**Passage provided:**
[start]
We will take our training data and resample it 3-fold. Typically we would use more resamples but for computational simplicity 3 is fine. We then train our model across our resamples for our five candidate models.

train_resample <- rsample::vfold_cv(train, v = 3)

grid_ctrl <-
   control_grid(
      save_pred = FALSE,
      save_workflow = FALSE
   )

models <- 
  my_set %>% 
  workflow_map(seed = 1503, 
               verbose = TRUE,
               grid = 5,
               resamples = train_resample, 
               control = grid_ctrl)
## i 1 of 3 tuning:     r5_linear_reg
## ✔ 1 of 3 tuning:     r5_linear_reg (1.1s)
## i 2 of 3 tuning:     r5_random_forest
## i Creating pre-processing data to finalize unknown parameter: mtry
## ✔ 2 of 3 tuning:     r5_random_forest (42s)
## i 3 of 3 tuning:     r5_boosted
## ✔ 3 of 3 tuning:     r5_boosted (2m 12.2s)
autoplot(
   models,
   rank_metric = "rmse",  # <- how to order models
   metric = "rmse",       # <- which metric to visualize
   select_best = TRUE     # <- one point per workflow
) 

autoplot(
   models,
   id = "r5_boosted",  # <- how to order models
   metric = "rmse",       # <- which metric to visualize
) 

models %>% 
  rank_results() %>%
  filter(.metric == 'rmse') %>%
  make_table()
autoplot(models, metric = "rmse") +
  ggrepel::geom_text_repel(aes(label = str_sub(wflow_id, 4, 5)), nudge_x = 1/8, nudge_y = 1/100) +
  theme(legend.position = "none")
[end]
**Information shown:**
[start]
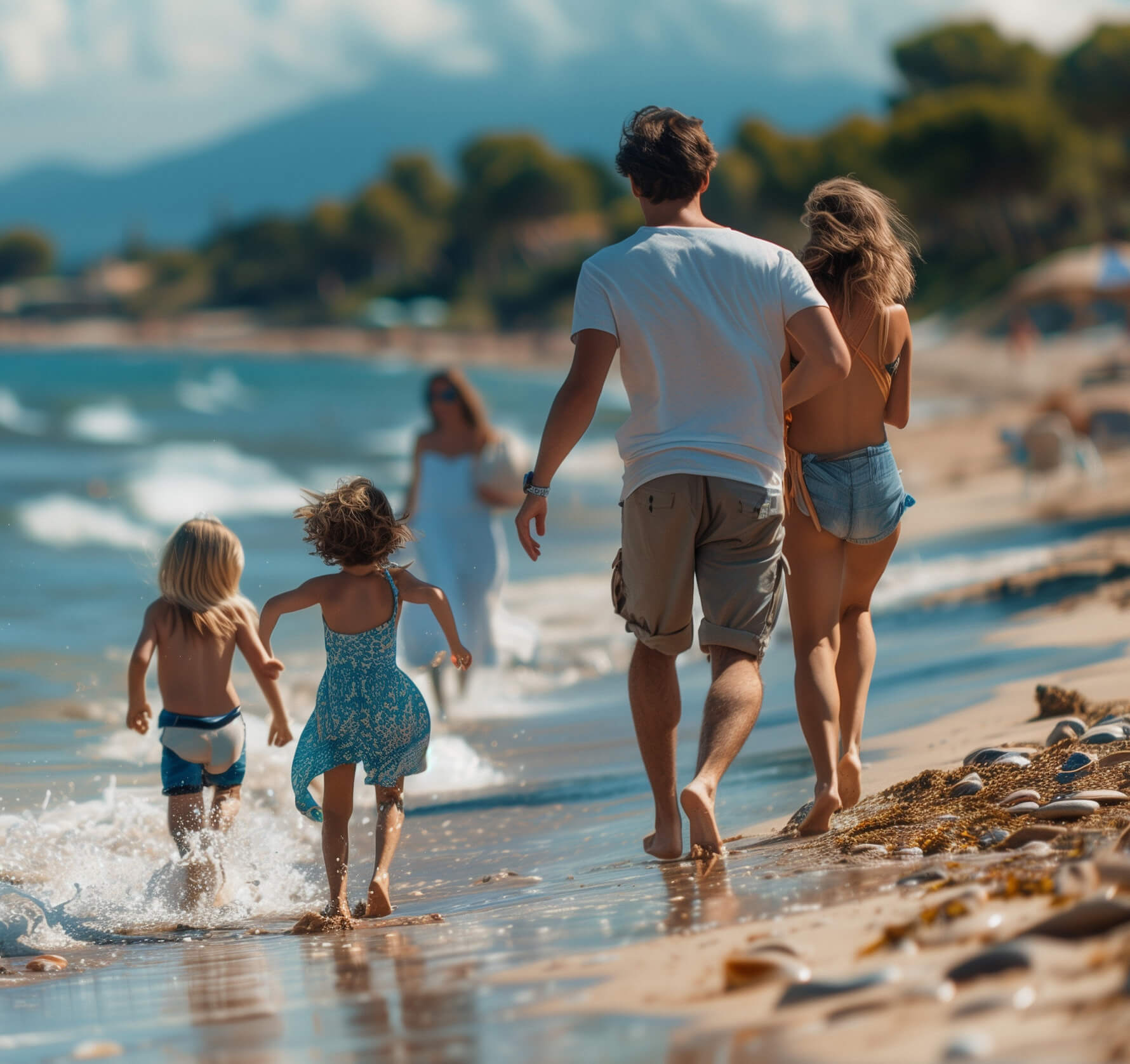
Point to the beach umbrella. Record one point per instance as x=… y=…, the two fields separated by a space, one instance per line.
x=1079 y=275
[end]
**Given request A:**
Write out the model-tuning passage from "We will take" to "rsample::vfold_cv(train, v = 3)".
**Given request B:**
Extend the passage on tuning models with resampling in R, picking up after its last line.

**Exercise output A:**
We will take our training data and resample it 3-fold. Typically we would use more resamples but for computational simplicity 3 is fine. We then train our model across our resamples for our five candidate models.

train_resample <- rsample::vfold_cv(train, v = 3)

**Exercise output B:**
collect_metrics(models, summarize=FALSE) %>% 
  filter(.metric == "rmse") %>% 
  mutate(wflow_id = reorder(wflow_id, .estimate)) %>% 
  ggplot(aes(x = wflow_id, y = .estimate, group = id, color = id)) + 
  geom_line(alpha = .5, lwd = 1.25) 

The situation may vary, but 1/5 boosted tree models beats all the random forests but the other 4/5 boosted tree models are all worse than the random forest models. We will run the boosted tree model but it is clear that it is very sensitive to tuning so if the final performance is worse than 0.32 RMSE we would need to revist our model selection.

Below is our initial ‘best’ model. We will now tune this model more aggressively.

best_results <- 
   models %>% 
   extract_workflow_set_result("r5_boosted") %>%
   select_best(metric = "rmse")

best_results_fit <- 
   models %>% 
   extract_workflow("r5_boosted") %>%
   finalize_workflow(best_results) %>% 
   last_fit(split = split)

best_results_fit %>% 
   collect_predictions() %>% 
   ggplot(aes(x = sp_log, y = .pred)) + 
   geom_abline(color = "gray50", lty = 2) + 
   geom_point(alpha = 0.5) + 
   coord_obs_pred() + 
   labs(x = "observed", y = "predicted")

2.4 Predictions

We now fit/train our model on all the sale data and run predictions on all properties.

trained <- workflow() %>%
  add_recipe(m_five) %>%
  add_model(reg_model) %>% fit(model_data)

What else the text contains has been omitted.